» To be done: List every line below that contains the word "blue", copying each line in full. Case counts.

» Information given:
———
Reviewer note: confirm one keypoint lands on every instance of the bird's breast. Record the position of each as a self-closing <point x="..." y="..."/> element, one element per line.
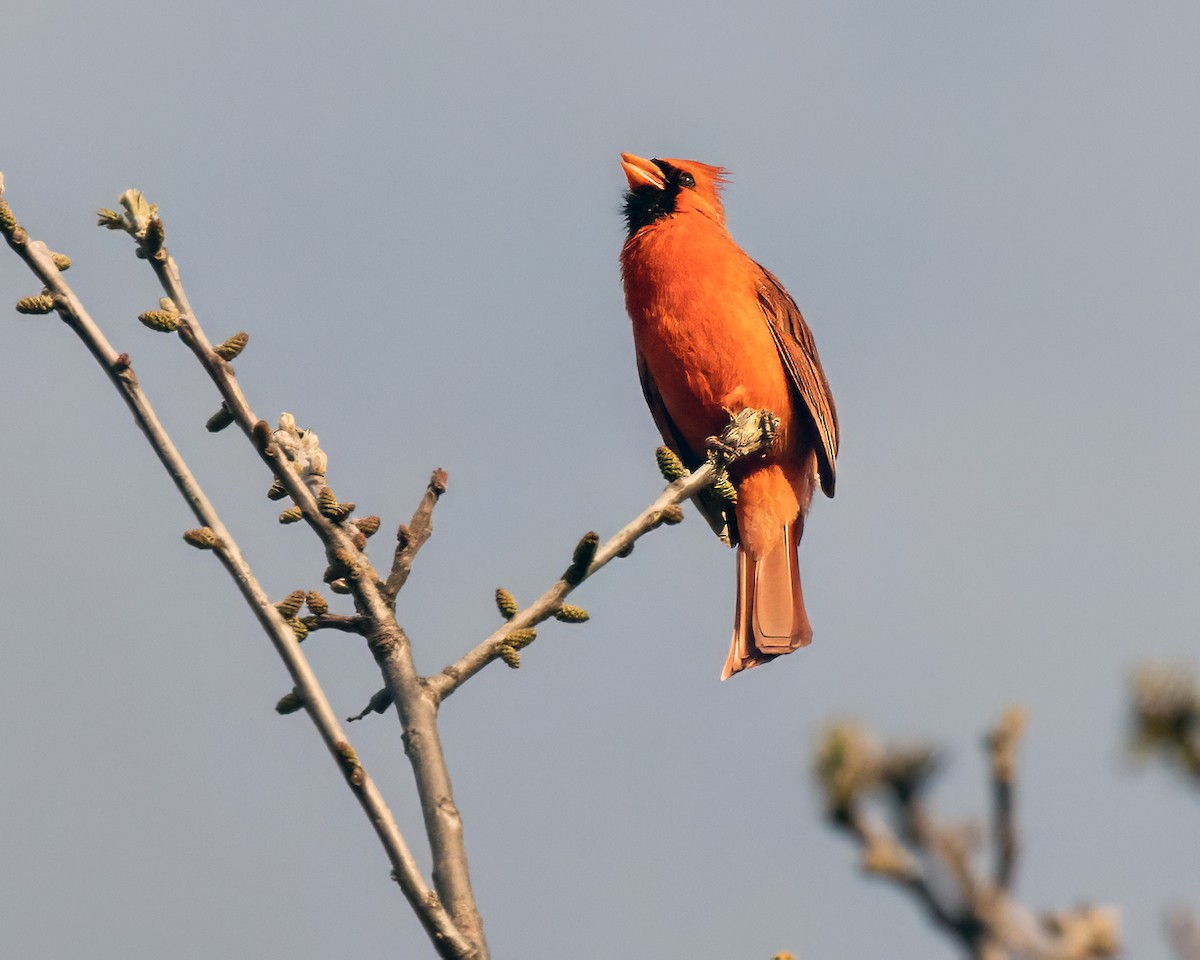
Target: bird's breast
<point x="699" y="328"/>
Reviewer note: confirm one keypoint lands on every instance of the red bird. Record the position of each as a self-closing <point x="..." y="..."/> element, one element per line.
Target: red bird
<point x="715" y="333"/>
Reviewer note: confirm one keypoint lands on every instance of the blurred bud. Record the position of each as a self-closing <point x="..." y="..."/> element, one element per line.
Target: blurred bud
<point x="847" y="762"/>
<point x="907" y="769"/>
<point x="885" y="856"/>
<point x="507" y="604"/>
<point x="291" y="604"/>
<point x="1086" y="933"/>
<point x="1002" y="743"/>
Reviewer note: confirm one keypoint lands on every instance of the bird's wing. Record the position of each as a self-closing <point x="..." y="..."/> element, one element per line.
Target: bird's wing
<point x="718" y="511"/>
<point x="799" y="354"/>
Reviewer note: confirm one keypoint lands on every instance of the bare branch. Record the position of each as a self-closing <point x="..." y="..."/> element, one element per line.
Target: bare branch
<point x="1183" y="930"/>
<point x="385" y="640"/>
<point x="450" y="941"/>
<point x="1001" y="744"/>
<point x="981" y="916"/>
<point x="455" y="675"/>
<point x="412" y="538"/>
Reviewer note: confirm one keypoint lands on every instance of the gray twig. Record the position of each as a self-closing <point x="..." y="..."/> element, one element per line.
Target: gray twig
<point x="454" y="936"/>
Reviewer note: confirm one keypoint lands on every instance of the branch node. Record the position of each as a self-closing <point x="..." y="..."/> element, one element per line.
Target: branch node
<point x="289" y="702"/>
<point x="581" y="559"/>
<point x="569" y="613"/>
<point x="202" y="538"/>
<point x="220" y="420"/>
<point x="232" y="347"/>
<point x="507" y="604"/>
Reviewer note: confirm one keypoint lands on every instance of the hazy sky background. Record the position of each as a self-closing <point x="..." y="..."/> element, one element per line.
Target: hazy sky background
<point x="989" y="215"/>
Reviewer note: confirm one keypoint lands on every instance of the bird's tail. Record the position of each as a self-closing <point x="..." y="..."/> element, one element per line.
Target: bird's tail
<point x="771" y="618"/>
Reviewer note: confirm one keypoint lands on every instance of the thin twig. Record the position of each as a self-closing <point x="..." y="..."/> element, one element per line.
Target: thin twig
<point x="975" y="911"/>
<point x="1183" y="931"/>
<point x="430" y="911"/>
<point x="412" y="538"/>
<point x="1001" y="744"/>
<point x="339" y="622"/>
<point x="385" y="639"/>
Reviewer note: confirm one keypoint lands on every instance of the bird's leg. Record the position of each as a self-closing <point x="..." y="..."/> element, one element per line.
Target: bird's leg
<point x="749" y="431"/>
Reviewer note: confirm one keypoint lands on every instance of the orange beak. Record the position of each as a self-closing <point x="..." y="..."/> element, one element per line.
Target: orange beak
<point x="641" y="172"/>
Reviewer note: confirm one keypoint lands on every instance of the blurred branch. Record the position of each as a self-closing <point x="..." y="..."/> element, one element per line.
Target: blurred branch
<point x="1183" y="931"/>
<point x="1165" y="721"/>
<point x="1167" y="717"/>
<point x="935" y="861"/>
<point x="214" y="535"/>
<point x="298" y="465"/>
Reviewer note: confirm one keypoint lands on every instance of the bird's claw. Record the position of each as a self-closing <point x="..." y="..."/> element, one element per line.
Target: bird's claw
<point x="749" y="431"/>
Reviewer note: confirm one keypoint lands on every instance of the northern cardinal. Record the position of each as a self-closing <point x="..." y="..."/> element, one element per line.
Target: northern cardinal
<point x="714" y="334"/>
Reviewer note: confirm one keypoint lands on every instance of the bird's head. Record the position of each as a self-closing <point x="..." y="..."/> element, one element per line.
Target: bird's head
<point x="661" y="189"/>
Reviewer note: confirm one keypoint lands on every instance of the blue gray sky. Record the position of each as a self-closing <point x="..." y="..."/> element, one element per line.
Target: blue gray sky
<point x="988" y="213"/>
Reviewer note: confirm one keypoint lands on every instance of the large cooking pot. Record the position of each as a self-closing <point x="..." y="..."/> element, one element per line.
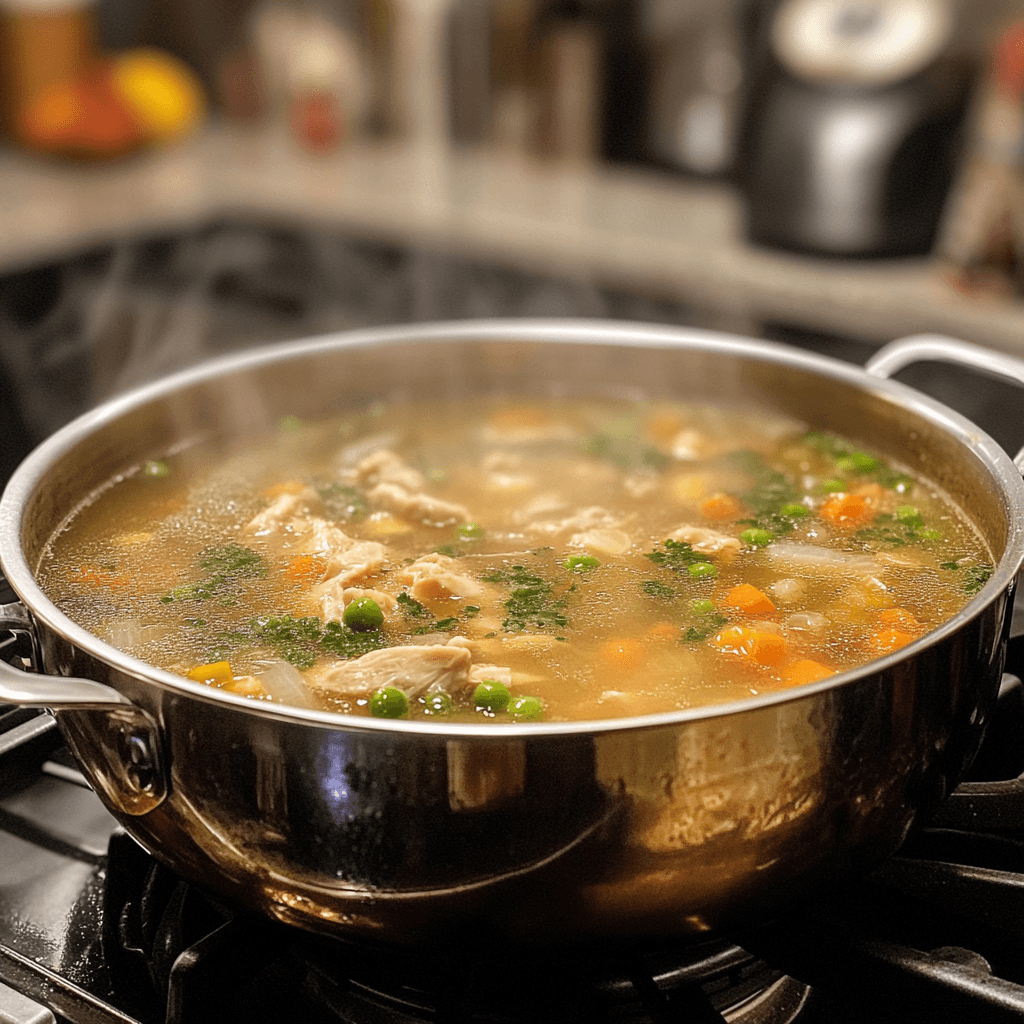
———
» Correct response:
Reviewer note: confirm one keypoint lands on every instance of the blue gray sky. Record the position of each as a self-closing <point x="..." y="..."/> element, one element per line.
Target: blue gray sky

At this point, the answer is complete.